> _WHAT YOU ARE ASKED TO DO_: Set down all of the entries below word for word, with the pictures left out.

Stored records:
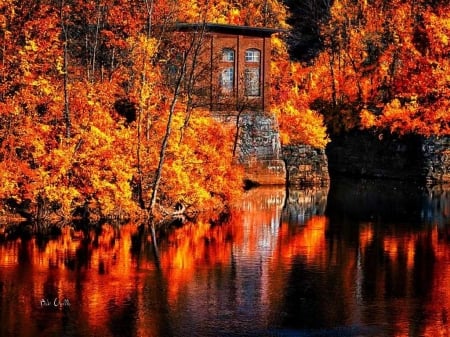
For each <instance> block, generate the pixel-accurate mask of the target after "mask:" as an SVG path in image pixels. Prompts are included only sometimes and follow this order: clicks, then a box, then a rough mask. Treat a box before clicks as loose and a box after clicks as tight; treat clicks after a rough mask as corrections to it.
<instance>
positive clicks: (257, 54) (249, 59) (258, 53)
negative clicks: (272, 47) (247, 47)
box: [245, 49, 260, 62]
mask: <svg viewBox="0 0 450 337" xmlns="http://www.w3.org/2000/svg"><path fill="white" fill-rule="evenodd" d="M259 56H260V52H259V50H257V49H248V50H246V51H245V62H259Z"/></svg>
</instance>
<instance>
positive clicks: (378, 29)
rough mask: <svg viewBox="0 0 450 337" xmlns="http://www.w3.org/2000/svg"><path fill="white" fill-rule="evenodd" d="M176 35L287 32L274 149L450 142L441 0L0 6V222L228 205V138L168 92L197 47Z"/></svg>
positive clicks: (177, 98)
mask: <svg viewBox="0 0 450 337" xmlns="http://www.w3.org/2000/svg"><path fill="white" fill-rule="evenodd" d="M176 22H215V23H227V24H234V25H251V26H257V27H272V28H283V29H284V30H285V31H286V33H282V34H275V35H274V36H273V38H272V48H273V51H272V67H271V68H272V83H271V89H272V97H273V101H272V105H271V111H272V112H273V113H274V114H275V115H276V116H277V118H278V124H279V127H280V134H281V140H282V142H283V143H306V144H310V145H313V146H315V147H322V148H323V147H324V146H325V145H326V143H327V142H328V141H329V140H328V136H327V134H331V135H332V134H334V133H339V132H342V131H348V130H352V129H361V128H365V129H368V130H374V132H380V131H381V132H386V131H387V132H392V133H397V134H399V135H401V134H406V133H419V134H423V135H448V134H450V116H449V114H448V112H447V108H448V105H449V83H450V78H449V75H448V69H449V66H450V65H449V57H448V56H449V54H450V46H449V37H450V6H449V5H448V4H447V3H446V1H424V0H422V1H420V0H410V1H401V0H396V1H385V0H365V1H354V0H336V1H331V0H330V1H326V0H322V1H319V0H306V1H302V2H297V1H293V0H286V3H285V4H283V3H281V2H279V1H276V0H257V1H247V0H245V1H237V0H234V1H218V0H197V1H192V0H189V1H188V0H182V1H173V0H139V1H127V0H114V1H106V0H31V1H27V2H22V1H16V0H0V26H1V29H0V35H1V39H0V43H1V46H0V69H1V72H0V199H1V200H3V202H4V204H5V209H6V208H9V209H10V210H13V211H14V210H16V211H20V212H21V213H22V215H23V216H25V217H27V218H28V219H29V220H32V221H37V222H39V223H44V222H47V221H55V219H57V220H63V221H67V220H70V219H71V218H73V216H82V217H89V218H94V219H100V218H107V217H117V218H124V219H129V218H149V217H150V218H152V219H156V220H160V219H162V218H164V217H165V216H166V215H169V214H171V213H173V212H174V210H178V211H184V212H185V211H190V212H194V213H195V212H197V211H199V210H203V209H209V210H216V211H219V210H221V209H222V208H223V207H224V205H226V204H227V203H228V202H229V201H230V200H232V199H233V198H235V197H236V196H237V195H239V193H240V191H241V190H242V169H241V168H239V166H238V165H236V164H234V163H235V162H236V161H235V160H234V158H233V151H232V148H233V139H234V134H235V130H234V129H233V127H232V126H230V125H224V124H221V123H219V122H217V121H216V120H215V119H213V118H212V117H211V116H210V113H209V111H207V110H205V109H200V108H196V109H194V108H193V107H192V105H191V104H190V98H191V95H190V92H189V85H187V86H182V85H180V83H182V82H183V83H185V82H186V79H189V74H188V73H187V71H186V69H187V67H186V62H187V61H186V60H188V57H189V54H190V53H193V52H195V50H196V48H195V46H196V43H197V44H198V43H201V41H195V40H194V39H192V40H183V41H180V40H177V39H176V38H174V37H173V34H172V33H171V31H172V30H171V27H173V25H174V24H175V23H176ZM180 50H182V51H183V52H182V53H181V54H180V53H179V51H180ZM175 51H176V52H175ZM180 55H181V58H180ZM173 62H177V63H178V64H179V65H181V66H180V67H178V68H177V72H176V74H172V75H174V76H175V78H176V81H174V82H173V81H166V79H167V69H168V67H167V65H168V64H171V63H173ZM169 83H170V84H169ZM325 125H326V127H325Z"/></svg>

> _RESPONSE TO THE EXERCISE_:
For each <instance> block, generate the pixel-accurate mask of the target after "mask:" as an SVG path in image pixels. Prompts are included only sometimes and follow this order: clicks, then a box, then a rough mask. Treat a box before clicks as loose and a box after clicks as tight; treat clicks after a rough mask as corrections to it.
<instance>
positive clicks: (257, 54) (249, 59) (258, 53)
negative clicks: (272, 47) (247, 47)
box: [245, 49, 260, 62]
mask: <svg viewBox="0 0 450 337" xmlns="http://www.w3.org/2000/svg"><path fill="white" fill-rule="evenodd" d="M259 56H260V52H259V50H257V49H248V50H246V51H245V62H259Z"/></svg>
</instance>
<instance>
positive clicks: (378, 29)
rough mask: <svg viewBox="0 0 450 337" xmlns="http://www.w3.org/2000/svg"><path fill="white" fill-rule="evenodd" d="M176 35L287 32L274 149L450 142L441 0L0 6V222L228 205V138L168 92L197 47Z"/></svg>
positive clicks: (177, 98)
mask: <svg viewBox="0 0 450 337" xmlns="http://www.w3.org/2000/svg"><path fill="white" fill-rule="evenodd" d="M176 22H215V23H227V24H234V25H251V26H257V27H272V28H283V29H284V30H285V31H286V33H282V34H275V35H274V36H273V38H272V48H273V51H272V67H271V68H272V83H271V89H272V97H273V101H272V105H271V111H272V112H273V113H274V114H275V115H276V116H277V118H278V124H279V127H280V134H281V140H282V142H283V143H306V144H310V145H313V146H315V147H322V148H323V147H324V146H325V145H326V143H327V142H328V141H329V140H328V136H327V134H331V135H332V134H334V133H339V132H342V131H348V130H352V129H361V128H365V129H368V130H374V132H380V131H381V132H386V131H387V132H392V133H397V134H399V135H401V134H406V133H419V134H423V135H448V134H450V116H449V114H448V112H447V108H448V105H449V83H450V78H449V75H448V69H449V66H450V65H449V57H448V56H449V54H450V46H449V37H450V6H449V5H448V4H447V3H446V1H424V0H422V1H420V0H410V1H401V0H396V1H385V0H365V1H354V0H336V1H331V0H330V1H326V0H322V1H319V0H306V1H302V2H297V1H293V0H286V3H285V4H283V3H281V2H279V1H276V0H257V1H247V0H245V1H237V0H234V1H218V0H197V1H192V0H189V1H188V0H182V1H173V0H139V1H127V0H114V1H106V0H31V1H27V2H22V1H16V0H0V26H1V29H0V35H1V39H0V43H1V46H0V69H1V72H0V199H1V200H3V202H4V204H5V209H6V208H9V209H10V210H13V211H14V210H16V211H20V212H21V213H22V215H23V216H25V217H27V218H28V219H29V220H32V221H37V222H39V223H44V222H47V221H55V219H57V220H63V221H67V220H70V219H71V218H73V216H82V217H89V218H94V219H100V218H107V217H117V218H124V219H129V218H149V217H150V218H152V219H156V220H160V219H162V218H164V217H165V216H166V215H169V214H171V213H173V212H174V210H178V211H184V212H185V211H190V212H194V213H195V212H197V211H199V210H203V209H209V210H216V211H219V210H221V209H222V208H223V207H224V205H226V204H227V203H228V202H229V201H230V200H232V199H233V198H235V197H236V196H237V195H239V193H240V191H241V190H242V169H241V168H239V166H238V165H236V164H234V163H235V162H236V161H235V160H234V158H233V151H232V148H233V139H234V134H235V130H234V129H233V127H232V126H230V125H224V124H221V123H219V122H217V121H216V120H215V119H213V118H212V117H211V116H210V113H209V111H207V110H205V109H200V108H196V109H194V108H193V107H192V105H191V104H190V98H191V95H190V92H189V85H187V86H182V85H180V83H182V82H183V83H185V82H186V79H189V74H188V73H187V71H186V69H187V67H186V62H187V61H186V60H188V57H189V54H190V53H193V52H195V50H196V48H195V46H196V43H197V44H198V43H201V41H195V40H194V39H192V40H183V41H180V40H177V39H176V38H174V37H173V34H172V33H171V31H172V30H171V27H173V25H174V24H175V23H176ZM180 50H182V51H183V52H182V53H181V54H180V53H179V51H180ZM175 51H176V52H175ZM180 55H181V58H180ZM173 62H177V63H178V64H179V65H181V66H180V67H178V68H177V72H176V74H172V75H174V76H175V78H176V81H174V82H173V81H166V79H167V69H168V67H167V65H168V64H171V63H173ZM169 83H170V84H169ZM325 125H326V127H325Z"/></svg>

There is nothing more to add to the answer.